Two lines below mark the span: the one containing "Target: jersey sleeve" and the one containing "Target: number 90 jersey". Set down both, plus every line between, exactly as they stand, and nothing else.

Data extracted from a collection
============================================================

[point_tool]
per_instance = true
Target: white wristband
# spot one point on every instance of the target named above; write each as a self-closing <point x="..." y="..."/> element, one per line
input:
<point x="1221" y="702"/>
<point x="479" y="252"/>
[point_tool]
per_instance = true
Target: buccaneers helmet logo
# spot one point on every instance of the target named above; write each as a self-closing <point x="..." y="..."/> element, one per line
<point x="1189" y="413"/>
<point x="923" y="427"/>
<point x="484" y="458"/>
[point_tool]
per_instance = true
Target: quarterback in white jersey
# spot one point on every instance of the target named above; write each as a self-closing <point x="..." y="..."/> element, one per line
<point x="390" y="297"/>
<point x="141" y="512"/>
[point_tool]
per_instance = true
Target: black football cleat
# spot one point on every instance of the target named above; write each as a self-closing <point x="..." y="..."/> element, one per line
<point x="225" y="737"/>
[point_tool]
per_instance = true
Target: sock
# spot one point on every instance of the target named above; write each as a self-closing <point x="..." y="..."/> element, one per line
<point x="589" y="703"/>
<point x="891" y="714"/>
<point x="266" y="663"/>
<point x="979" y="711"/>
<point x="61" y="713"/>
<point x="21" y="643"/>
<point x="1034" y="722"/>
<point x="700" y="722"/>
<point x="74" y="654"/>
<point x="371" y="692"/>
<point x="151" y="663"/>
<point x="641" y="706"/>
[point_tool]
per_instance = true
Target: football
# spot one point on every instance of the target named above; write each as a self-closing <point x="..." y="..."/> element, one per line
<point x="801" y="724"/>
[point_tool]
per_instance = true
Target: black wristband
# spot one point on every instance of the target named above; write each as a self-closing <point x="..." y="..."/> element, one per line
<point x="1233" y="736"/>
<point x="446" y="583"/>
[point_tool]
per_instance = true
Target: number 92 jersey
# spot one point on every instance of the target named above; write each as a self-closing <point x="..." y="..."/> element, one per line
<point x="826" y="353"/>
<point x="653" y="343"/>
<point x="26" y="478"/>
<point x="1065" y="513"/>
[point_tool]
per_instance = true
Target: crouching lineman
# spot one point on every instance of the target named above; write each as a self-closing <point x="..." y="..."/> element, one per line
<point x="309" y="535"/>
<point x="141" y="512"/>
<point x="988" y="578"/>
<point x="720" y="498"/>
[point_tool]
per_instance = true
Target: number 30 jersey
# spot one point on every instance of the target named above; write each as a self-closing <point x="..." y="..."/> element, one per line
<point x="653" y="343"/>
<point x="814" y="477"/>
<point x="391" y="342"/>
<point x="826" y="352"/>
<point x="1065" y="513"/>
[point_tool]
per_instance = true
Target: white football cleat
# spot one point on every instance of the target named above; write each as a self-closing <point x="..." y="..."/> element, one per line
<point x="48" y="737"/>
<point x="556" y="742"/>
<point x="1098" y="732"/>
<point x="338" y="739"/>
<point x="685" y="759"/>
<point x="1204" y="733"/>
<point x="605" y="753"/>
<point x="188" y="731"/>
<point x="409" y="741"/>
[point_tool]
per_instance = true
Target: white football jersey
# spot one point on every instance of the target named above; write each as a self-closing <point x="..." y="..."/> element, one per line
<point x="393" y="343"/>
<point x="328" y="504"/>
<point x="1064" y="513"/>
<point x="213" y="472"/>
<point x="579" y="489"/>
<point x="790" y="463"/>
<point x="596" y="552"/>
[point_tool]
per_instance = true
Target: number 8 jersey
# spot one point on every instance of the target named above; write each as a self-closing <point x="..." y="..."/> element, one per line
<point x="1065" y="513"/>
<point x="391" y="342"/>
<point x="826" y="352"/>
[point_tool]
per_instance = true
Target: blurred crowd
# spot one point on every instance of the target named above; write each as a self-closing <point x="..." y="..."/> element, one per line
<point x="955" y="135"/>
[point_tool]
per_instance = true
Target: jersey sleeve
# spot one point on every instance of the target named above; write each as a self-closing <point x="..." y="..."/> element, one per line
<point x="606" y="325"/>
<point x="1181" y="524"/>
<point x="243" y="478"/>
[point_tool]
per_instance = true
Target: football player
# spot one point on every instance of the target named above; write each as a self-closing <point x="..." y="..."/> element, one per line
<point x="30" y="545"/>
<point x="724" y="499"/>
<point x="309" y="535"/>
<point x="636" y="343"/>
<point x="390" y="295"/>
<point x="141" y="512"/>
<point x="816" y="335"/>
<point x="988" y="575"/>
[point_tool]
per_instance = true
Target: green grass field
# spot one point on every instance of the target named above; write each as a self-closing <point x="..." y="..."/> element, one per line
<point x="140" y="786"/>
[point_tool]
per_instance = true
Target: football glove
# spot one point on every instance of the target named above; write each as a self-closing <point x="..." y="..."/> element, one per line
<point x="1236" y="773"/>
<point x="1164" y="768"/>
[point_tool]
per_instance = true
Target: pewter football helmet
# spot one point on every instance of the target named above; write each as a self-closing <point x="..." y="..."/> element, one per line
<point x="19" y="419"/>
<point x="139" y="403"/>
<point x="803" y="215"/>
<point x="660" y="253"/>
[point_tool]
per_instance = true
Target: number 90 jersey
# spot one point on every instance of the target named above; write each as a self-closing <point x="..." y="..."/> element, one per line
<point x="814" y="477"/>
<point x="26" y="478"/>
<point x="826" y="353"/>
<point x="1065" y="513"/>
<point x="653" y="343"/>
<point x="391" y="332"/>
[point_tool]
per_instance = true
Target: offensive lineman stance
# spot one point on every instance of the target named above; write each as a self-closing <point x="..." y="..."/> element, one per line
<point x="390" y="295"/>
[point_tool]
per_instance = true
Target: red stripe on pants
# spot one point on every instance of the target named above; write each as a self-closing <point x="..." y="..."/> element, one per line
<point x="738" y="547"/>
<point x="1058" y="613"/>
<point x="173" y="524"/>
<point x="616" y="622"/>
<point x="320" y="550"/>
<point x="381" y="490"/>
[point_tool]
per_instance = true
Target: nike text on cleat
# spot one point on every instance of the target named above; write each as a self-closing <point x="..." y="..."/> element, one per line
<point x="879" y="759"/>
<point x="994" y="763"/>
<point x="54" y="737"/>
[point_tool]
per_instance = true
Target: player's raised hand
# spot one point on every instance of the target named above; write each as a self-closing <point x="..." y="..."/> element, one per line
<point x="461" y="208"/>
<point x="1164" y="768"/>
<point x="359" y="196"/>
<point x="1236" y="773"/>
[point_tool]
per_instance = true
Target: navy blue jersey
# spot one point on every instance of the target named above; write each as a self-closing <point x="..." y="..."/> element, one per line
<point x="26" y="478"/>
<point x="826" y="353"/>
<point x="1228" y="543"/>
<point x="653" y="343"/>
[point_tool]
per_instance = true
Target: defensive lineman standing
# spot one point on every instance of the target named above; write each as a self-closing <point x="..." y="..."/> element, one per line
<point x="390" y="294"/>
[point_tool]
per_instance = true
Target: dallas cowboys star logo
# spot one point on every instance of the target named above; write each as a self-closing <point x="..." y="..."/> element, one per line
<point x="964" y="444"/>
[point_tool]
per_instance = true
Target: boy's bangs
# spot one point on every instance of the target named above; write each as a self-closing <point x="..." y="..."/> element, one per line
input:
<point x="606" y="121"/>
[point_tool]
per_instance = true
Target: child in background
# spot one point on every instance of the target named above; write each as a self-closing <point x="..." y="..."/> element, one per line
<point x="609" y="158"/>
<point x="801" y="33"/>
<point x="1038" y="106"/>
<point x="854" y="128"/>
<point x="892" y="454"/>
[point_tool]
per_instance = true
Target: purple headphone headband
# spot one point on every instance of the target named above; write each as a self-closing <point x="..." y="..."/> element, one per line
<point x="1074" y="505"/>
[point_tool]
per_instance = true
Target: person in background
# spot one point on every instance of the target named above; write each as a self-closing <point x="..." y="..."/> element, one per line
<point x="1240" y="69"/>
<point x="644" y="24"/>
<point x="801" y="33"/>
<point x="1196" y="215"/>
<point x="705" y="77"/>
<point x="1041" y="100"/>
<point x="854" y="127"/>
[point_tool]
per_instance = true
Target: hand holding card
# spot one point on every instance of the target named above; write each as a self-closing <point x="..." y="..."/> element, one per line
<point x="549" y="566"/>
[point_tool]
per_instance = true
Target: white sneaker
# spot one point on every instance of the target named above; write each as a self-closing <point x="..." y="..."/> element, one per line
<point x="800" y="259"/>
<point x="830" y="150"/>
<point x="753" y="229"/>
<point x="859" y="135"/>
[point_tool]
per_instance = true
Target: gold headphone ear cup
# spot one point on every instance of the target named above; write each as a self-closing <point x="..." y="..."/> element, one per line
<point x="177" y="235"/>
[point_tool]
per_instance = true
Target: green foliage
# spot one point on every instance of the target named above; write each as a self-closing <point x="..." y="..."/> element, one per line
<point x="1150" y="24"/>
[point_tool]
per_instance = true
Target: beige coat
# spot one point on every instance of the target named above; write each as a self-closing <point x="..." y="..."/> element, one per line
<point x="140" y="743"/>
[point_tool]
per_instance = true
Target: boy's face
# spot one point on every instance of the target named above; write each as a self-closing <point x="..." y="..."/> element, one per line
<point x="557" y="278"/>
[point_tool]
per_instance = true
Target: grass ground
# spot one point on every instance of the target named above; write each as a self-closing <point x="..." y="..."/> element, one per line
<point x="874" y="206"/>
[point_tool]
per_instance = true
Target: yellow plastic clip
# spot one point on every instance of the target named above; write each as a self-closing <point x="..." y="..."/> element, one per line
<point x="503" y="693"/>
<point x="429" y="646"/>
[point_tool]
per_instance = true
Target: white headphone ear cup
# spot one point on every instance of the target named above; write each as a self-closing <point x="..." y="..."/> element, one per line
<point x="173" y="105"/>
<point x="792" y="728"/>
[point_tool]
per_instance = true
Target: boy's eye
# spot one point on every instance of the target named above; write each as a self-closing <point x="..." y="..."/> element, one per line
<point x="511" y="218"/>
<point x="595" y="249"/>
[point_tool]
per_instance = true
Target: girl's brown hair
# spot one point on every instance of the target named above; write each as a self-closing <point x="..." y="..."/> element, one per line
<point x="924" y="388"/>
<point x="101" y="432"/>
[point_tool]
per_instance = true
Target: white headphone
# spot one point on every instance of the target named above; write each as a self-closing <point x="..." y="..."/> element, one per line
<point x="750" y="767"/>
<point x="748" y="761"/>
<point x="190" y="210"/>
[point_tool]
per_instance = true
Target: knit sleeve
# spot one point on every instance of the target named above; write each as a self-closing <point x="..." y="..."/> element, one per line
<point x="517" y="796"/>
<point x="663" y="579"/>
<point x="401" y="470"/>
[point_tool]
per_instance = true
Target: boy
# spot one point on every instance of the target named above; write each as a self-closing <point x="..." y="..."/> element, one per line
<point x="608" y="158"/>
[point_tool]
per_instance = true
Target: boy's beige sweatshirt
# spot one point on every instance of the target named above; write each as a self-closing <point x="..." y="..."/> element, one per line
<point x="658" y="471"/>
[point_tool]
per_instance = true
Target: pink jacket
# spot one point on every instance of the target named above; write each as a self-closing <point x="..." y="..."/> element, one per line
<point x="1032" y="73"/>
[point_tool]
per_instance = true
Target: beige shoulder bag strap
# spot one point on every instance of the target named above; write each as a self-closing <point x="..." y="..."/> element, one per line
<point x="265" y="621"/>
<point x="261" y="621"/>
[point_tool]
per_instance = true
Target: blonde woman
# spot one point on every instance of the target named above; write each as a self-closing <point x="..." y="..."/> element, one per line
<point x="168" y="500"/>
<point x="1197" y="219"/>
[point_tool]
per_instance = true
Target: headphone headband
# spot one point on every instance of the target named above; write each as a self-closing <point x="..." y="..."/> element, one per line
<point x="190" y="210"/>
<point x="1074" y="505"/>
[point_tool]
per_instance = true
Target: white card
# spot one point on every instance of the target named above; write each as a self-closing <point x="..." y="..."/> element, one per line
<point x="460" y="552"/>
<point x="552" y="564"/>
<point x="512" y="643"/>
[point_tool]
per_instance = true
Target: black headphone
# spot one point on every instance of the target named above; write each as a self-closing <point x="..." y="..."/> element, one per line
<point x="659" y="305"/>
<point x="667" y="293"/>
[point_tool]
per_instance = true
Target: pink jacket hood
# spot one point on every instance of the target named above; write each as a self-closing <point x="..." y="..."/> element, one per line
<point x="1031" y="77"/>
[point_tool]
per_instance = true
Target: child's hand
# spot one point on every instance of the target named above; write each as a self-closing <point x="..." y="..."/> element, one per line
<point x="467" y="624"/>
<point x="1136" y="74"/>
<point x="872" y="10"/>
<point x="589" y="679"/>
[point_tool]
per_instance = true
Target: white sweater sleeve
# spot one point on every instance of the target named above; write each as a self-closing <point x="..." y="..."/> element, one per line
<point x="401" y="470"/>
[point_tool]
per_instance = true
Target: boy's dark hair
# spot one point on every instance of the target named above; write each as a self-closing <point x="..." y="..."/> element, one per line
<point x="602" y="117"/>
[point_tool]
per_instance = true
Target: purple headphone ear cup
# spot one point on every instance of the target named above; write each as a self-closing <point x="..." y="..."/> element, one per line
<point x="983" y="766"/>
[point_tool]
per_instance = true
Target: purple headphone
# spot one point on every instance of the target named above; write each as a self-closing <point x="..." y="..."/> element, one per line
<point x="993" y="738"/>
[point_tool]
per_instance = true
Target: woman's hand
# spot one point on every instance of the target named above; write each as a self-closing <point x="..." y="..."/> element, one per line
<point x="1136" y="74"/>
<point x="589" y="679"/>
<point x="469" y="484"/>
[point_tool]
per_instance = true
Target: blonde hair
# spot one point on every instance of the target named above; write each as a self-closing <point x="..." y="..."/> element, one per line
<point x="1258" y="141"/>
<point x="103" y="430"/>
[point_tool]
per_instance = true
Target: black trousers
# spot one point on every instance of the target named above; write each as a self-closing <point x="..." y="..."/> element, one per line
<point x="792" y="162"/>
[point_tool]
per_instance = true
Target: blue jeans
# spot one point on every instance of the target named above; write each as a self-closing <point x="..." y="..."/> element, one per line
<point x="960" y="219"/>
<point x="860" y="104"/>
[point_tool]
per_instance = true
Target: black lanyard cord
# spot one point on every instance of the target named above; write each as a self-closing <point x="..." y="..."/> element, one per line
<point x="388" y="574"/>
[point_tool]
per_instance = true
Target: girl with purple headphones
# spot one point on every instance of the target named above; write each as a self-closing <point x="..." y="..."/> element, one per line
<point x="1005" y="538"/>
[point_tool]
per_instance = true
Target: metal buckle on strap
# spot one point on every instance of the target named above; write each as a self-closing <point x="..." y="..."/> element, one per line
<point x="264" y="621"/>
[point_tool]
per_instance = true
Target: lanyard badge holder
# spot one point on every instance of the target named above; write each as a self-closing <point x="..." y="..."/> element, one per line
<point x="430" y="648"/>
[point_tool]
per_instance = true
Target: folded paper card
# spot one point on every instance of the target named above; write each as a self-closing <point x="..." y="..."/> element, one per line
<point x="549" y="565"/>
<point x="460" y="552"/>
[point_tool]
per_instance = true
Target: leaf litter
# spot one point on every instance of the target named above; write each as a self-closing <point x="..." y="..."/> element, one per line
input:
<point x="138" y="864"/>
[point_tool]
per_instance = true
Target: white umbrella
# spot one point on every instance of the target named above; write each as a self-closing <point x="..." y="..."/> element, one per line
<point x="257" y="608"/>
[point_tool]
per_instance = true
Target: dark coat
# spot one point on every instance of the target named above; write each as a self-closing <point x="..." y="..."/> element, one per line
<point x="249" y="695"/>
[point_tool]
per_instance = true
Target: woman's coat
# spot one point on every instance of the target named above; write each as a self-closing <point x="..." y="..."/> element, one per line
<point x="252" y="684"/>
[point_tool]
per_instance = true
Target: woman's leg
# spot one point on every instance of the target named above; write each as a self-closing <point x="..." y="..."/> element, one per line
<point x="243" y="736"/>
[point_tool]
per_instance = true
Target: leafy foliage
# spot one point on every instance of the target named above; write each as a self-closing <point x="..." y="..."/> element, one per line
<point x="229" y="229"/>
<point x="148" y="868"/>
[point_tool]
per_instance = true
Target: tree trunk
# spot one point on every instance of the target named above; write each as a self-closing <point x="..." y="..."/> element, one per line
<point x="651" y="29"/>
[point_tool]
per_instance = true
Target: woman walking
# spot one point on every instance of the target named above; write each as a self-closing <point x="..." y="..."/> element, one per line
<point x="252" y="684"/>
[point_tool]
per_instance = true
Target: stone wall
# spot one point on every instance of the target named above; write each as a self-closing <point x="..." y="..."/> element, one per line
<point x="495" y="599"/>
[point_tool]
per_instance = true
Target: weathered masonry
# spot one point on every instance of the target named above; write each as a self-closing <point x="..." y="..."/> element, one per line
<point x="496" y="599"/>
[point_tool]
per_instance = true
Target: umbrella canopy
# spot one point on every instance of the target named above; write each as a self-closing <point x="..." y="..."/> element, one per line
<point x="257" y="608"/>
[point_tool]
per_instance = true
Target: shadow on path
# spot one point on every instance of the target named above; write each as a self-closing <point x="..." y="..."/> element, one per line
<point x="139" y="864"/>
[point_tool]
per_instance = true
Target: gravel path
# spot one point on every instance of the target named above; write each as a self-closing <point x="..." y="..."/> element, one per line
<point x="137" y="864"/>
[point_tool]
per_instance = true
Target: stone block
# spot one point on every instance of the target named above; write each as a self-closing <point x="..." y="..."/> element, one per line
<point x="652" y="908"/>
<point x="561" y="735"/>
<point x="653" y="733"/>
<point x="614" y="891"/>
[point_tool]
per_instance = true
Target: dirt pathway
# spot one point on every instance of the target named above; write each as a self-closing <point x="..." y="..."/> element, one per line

============================================================

*RESPONSE TO THIS TASK*:
Target: jersey sleeve
# spot one point on every instance of the target named above; write each as a self-closing <point x="..." y="..."/> element, one per line
<point x="606" y="325"/>
<point x="1181" y="524"/>
<point x="243" y="478"/>
[point_tool]
per_instance = true
Target: football player
# spot one point on every instance of the target named above; write each as a self-closing <point x="..." y="..."/> element, one per line
<point x="30" y="545"/>
<point x="724" y="499"/>
<point x="309" y="535"/>
<point x="636" y="343"/>
<point x="390" y="295"/>
<point x="141" y="512"/>
<point x="816" y="335"/>
<point x="988" y="575"/>
[point_tool]
per_instance = true
Target: green grass field
# spot one point on every instance of the target named above; write each as a self-closing <point x="..." y="..."/> element, one per line
<point x="140" y="786"/>
[point_tool]
per_instance = true
Target: football glove
# spot one point on every instance of the target named above; write each as a self-closing <point x="..." y="..."/> element, one per line
<point x="1236" y="773"/>
<point x="1164" y="768"/>
[point_tool]
per_instance = true
Target: pewter football helmet
# spot one point on every instance of the target named above; write each as a self-closing <point x="..." y="..."/> element, one per line
<point x="19" y="419"/>
<point x="139" y="403"/>
<point x="803" y="215"/>
<point x="660" y="253"/>
[point_tool]
per_instance = true
Target: number 90 jersey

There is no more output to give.